§ **Directions**:
Your copy should repeat the data that follows exactly and contain no image.

[[ Provided information, beginning ]]

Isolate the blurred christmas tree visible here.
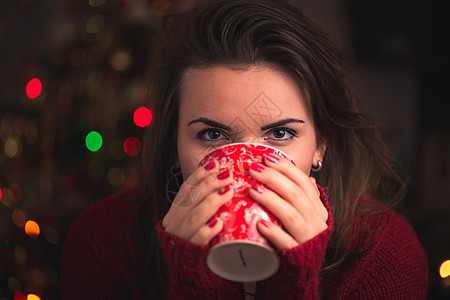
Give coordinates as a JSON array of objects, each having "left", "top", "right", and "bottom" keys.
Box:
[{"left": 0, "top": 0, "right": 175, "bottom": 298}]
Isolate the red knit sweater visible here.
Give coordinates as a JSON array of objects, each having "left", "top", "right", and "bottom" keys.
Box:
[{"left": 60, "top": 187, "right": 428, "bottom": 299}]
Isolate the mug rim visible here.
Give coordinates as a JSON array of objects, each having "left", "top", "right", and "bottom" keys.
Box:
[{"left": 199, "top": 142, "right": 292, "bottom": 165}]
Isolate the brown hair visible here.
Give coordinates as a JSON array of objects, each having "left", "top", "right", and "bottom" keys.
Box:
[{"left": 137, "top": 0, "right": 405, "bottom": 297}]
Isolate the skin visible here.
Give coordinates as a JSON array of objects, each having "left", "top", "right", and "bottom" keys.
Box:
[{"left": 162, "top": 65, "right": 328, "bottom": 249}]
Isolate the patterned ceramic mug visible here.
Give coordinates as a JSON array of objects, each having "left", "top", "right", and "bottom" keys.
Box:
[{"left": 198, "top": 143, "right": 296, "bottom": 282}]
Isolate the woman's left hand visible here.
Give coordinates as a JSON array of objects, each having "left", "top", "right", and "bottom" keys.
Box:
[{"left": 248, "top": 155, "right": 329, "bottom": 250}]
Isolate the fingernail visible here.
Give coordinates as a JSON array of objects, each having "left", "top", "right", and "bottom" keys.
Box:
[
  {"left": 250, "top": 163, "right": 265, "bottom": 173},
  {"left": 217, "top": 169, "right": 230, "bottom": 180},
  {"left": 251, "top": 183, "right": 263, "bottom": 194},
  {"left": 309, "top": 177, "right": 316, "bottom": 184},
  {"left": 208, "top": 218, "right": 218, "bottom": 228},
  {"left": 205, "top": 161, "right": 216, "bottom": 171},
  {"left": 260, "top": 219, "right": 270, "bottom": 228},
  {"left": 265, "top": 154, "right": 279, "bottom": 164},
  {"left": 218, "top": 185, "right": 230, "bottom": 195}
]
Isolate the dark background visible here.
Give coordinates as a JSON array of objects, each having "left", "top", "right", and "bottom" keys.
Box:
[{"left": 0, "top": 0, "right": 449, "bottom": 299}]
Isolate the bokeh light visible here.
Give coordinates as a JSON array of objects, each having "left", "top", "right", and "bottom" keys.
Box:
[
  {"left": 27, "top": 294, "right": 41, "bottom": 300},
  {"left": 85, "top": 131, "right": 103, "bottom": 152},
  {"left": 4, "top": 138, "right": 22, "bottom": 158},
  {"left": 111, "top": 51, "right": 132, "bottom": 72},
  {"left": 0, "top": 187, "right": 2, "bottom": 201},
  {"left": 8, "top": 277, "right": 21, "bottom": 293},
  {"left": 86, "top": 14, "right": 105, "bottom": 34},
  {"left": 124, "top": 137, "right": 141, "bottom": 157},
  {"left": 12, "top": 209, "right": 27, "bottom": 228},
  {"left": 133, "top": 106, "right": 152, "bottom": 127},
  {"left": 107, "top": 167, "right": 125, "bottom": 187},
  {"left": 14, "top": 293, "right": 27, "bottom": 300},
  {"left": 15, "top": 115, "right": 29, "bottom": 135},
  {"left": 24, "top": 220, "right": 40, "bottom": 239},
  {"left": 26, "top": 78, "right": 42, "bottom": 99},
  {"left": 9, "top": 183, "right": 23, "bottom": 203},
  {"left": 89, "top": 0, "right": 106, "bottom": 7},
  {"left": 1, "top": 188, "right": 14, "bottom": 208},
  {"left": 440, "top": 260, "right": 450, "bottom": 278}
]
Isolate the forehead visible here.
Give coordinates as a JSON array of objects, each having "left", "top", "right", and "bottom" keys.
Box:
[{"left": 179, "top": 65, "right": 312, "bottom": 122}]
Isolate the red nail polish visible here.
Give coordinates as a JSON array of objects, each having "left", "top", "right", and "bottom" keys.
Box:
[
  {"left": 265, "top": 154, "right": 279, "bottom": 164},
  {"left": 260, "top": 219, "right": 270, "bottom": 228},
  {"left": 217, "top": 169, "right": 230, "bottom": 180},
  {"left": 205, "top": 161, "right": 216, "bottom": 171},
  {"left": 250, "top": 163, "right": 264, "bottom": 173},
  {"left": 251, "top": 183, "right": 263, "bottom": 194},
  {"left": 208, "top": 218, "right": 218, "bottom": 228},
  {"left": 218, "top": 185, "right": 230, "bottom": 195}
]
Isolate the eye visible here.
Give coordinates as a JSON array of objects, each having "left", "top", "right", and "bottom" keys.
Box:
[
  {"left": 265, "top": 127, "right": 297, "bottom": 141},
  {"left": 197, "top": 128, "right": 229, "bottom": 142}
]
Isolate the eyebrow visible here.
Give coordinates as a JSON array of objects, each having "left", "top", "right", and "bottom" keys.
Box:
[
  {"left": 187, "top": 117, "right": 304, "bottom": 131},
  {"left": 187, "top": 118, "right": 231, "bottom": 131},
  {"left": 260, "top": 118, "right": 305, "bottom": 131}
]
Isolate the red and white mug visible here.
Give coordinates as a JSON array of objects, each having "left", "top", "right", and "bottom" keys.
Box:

[[ Provided information, end ]]

§ **Your response**:
Isolate the blurred christmas tree visible here.
Give coordinates as a JSON array of objects, each having "left", "top", "right", and "bottom" keys.
Box:
[{"left": 0, "top": 0, "right": 175, "bottom": 298}]
Isolate the red knit sweater visible here.
Give coordinates as a JSON array of objects, each having "left", "top", "right", and "bottom" keys.
Box:
[{"left": 60, "top": 187, "right": 428, "bottom": 299}]
Isolate the mug rim visible here.
Give coordinates as a JSON array of objects, each having "left", "top", "right", and "bottom" keys.
Box:
[{"left": 199, "top": 142, "right": 292, "bottom": 165}]
Isolate the brown hair visible here.
Give coordinates as a JSON array of objects, each having "left", "top", "right", and "bottom" keys.
Box:
[{"left": 137, "top": 0, "right": 405, "bottom": 297}]
Isolate the skin visible here.
Give coordinates as a JSON array of objects, each having "left", "top", "right", and "bottom" keys.
Box:
[{"left": 162, "top": 65, "right": 328, "bottom": 249}]
Isolate the patterned ceramic mug visible here.
Give coordinates as a JSON array of objects, each having "left", "top", "right", and "bottom" keys.
Box:
[{"left": 198, "top": 143, "right": 296, "bottom": 282}]
Isolate the woman's left hand visible here.
Give coordinates as a JSON array of objects, each having "left", "top", "right", and "bottom" keys.
Box:
[{"left": 248, "top": 155, "right": 329, "bottom": 250}]
Isolate the fingernail visible here.
Give coordinates as a JSON array of objects, each having "left", "top", "right", and "bottom" keys.
Box:
[
  {"left": 250, "top": 163, "right": 265, "bottom": 173},
  {"left": 217, "top": 169, "right": 230, "bottom": 180},
  {"left": 251, "top": 183, "right": 263, "bottom": 194},
  {"left": 309, "top": 177, "right": 316, "bottom": 184},
  {"left": 208, "top": 218, "right": 218, "bottom": 228},
  {"left": 205, "top": 161, "right": 216, "bottom": 171},
  {"left": 260, "top": 219, "right": 270, "bottom": 228},
  {"left": 265, "top": 154, "right": 279, "bottom": 164},
  {"left": 218, "top": 185, "right": 230, "bottom": 195}
]
Isolate the dark background visible here.
Give coordinates as a JSON array of objects, each having "left", "top", "right", and "bottom" keys.
Box:
[{"left": 0, "top": 0, "right": 449, "bottom": 299}]
Isolate the bokeh light visible here.
Give coordinates as a JSON array of objects, each having "left", "top", "right", and "bottom" keys.
Box:
[
  {"left": 27, "top": 294, "right": 41, "bottom": 300},
  {"left": 85, "top": 131, "right": 103, "bottom": 152},
  {"left": 4, "top": 138, "right": 22, "bottom": 158},
  {"left": 111, "top": 51, "right": 132, "bottom": 72},
  {"left": 0, "top": 187, "right": 2, "bottom": 201},
  {"left": 8, "top": 277, "right": 21, "bottom": 293},
  {"left": 86, "top": 14, "right": 105, "bottom": 34},
  {"left": 124, "top": 137, "right": 141, "bottom": 157},
  {"left": 12, "top": 209, "right": 27, "bottom": 228},
  {"left": 133, "top": 106, "right": 152, "bottom": 127},
  {"left": 107, "top": 167, "right": 125, "bottom": 187},
  {"left": 14, "top": 293, "right": 27, "bottom": 300},
  {"left": 15, "top": 115, "right": 29, "bottom": 135},
  {"left": 24, "top": 220, "right": 40, "bottom": 239},
  {"left": 26, "top": 78, "right": 42, "bottom": 99},
  {"left": 9, "top": 183, "right": 23, "bottom": 203},
  {"left": 89, "top": 0, "right": 106, "bottom": 7},
  {"left": 1, "top": 188, "right": 14, "bottom": 208},
  {"left": 440, "top": 260, "right": 450, "bottom": 278}
]
Isolate the forehead visible here.
Give coordinates as a JSON array of objects, each having "left", "top", "right", and "bottom" keys.
Box:
[{"left": 179, "top": 65, "right": 312, "bottom": 122}]
Isolate the red nail polish visible here.
Give coordinates as a JSON array of objects, each having "left", "top", "right", and "bottom" keys.
Box:
[
  {"left": 265, "top": 154, "right": 279, "bottom": 164},
  {"left": 260, "top": 219, "right": 270, "bottom": 228},
  {"left": 217, "top": 169, "right": 230, "bottom": 180},
  {"left": 205, "top": 161, "right": 216, "bottom": 171},
  {"left": 250, "top": 163, "right": 264, "bottom": 173},
  {"left": 251, "top": 183, "right": 263, "bottom": 194},
  {"left": 208, "top": 218, "right": 218, "bottom": 228},
  {"left": 218, "top": 185, "right": 230, "bottom": 195}
]
Isolate the eye visible here.
Give coordinates as a JSON array of objects, each having "left", "top", "right", and "bottom" keys.
Box:
[
  {"left": 265, "top": 127, "right": 297, "bottom": 141},
  {"left": 197, "top": 128, "right": 229, "bottom": 142}
]
Isolate the eyebrow visible here.
Give coordinates as a JSON array of objects, each having "left", "top", "right", and "bottom" keys.
Box:
[
  {"left": 187, "top": 117, "right": 304, "bottom": 131},
  {"left": 187, "top": 118, "right": 231, "bottom": 131},
  {"left": 260, "top": 118, "right": 305, "bottom": 131}
]
Isolate the red and white mug visible here.
Give coordinates as a JSON array of objects, each having "left", "top", "right", and "bottom" keys.
Box:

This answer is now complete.